───── Material for this exercise ─────
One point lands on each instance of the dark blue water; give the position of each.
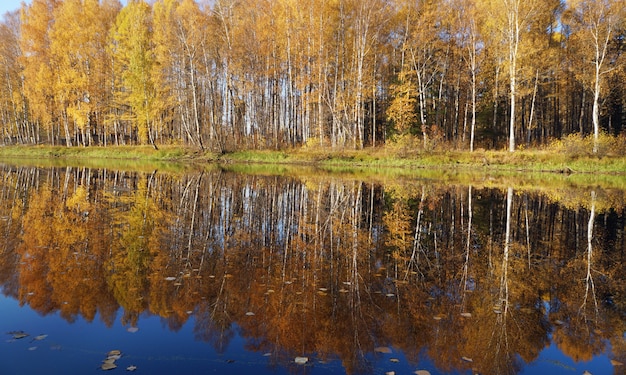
(80, 347)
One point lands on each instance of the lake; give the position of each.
(218, 271)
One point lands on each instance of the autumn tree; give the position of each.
(14, 111)
(133, 53)
(595, 26)
(36, 60)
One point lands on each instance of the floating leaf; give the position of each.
(108, 366)
(383, 349)
(301, 360)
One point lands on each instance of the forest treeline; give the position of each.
(225, 75)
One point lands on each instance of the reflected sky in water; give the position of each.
(218, 272)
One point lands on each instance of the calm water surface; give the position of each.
(219, 272)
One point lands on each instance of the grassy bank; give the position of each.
(521, 161)
(372, 158)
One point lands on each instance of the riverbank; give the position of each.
(548, 161)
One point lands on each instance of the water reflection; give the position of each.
(476, 278)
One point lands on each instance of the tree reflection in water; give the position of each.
(476, 277)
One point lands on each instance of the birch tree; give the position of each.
(595, 24)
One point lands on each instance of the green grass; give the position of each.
(377, 160)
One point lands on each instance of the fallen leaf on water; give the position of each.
(20, 335)
(108, 366)
(301, 360)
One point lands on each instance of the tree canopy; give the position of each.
(225, 75)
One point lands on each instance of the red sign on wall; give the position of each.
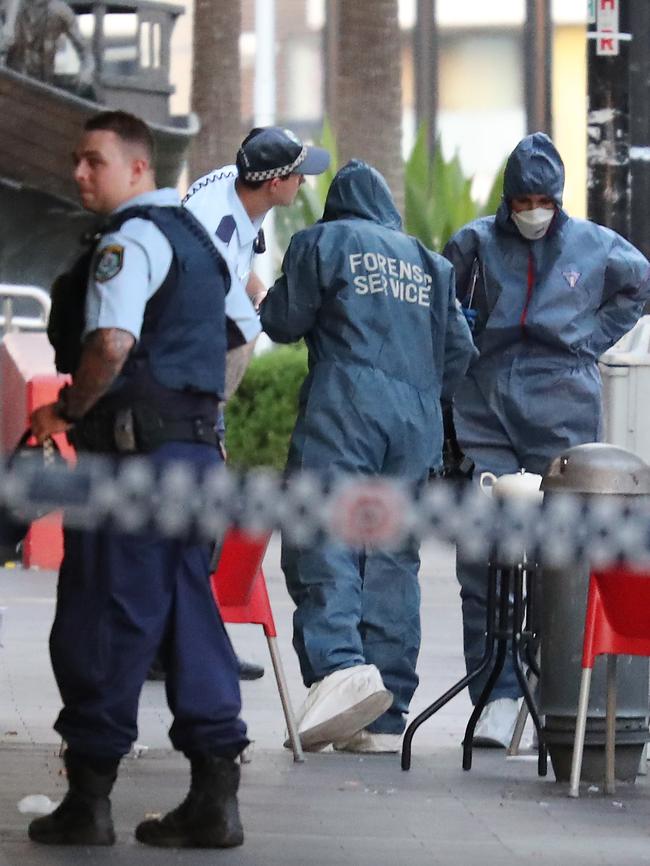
(606, 23)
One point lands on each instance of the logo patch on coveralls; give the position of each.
(109, 263)
(571, 277)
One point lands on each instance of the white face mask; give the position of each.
(533, 224)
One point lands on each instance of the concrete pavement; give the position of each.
(335, 808)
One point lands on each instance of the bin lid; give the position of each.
(598, 468)
(633, 349)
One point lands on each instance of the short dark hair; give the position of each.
(127, 126)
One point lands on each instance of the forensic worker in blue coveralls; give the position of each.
(140, 323)
(386, 339)
(547, 294)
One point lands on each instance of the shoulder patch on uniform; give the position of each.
(109, 262)
(226, 228)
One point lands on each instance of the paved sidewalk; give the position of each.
(335, 808)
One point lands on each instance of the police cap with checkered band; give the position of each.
(271, 151)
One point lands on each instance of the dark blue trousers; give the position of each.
(121, 598)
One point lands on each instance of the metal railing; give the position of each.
(10, 322)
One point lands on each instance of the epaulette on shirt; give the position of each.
(219, 174)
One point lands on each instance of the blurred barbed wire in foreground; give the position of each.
(131, 496)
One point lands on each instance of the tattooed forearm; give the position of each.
(103, 356)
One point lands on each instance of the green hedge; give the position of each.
(261, 414)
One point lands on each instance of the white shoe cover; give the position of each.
(496, 724)
(366, 743)
(341, 704)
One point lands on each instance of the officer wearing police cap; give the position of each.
(231, 202)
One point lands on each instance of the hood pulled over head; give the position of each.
(359, 191)
(534, 168)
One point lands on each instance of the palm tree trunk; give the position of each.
(216, 84)
(369, 88)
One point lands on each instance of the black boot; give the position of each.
(208, 817)
(84, 816)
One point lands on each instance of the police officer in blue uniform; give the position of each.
(231, 204)
(386, 340)
(147, 375)
(547, 294)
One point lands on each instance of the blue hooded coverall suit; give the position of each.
(545, 312)
(385, 337)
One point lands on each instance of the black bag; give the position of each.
(67, 313)
(13, 525)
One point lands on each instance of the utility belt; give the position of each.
(138, 429)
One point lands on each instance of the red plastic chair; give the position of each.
(617, 623)
(239, 588)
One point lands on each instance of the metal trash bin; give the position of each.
(625, 371)
(589, 470)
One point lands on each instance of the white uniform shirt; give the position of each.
(128, 267)
(214, 202)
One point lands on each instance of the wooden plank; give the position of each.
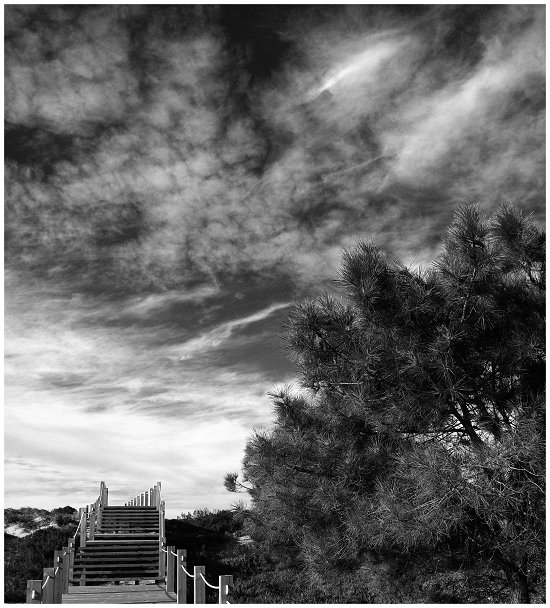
─────
## Problem description
Starting at the line that contains "One point lands on each instance of the red plastic" and ending at the last line of the listing, rewrite every line, requests included, and rescale each point coordinate in the answers by multiplying it by 0.75 and rounding to a whole number, with halves rounded up. Leave the pictures out.

## Exercise result
One point lands on each instance of the red plastic chair; give the position of each.
(463, 467)
(179, 441)
One point lands on each instance of the metal trash bin; give the position of each.
(469, 278)
(442, 353)
One point lands on each instance of the white uniform shirt; give the position of each.
(96, 200)
(161, 152)
One point lands on each instance of the wooden plank; give the position of each.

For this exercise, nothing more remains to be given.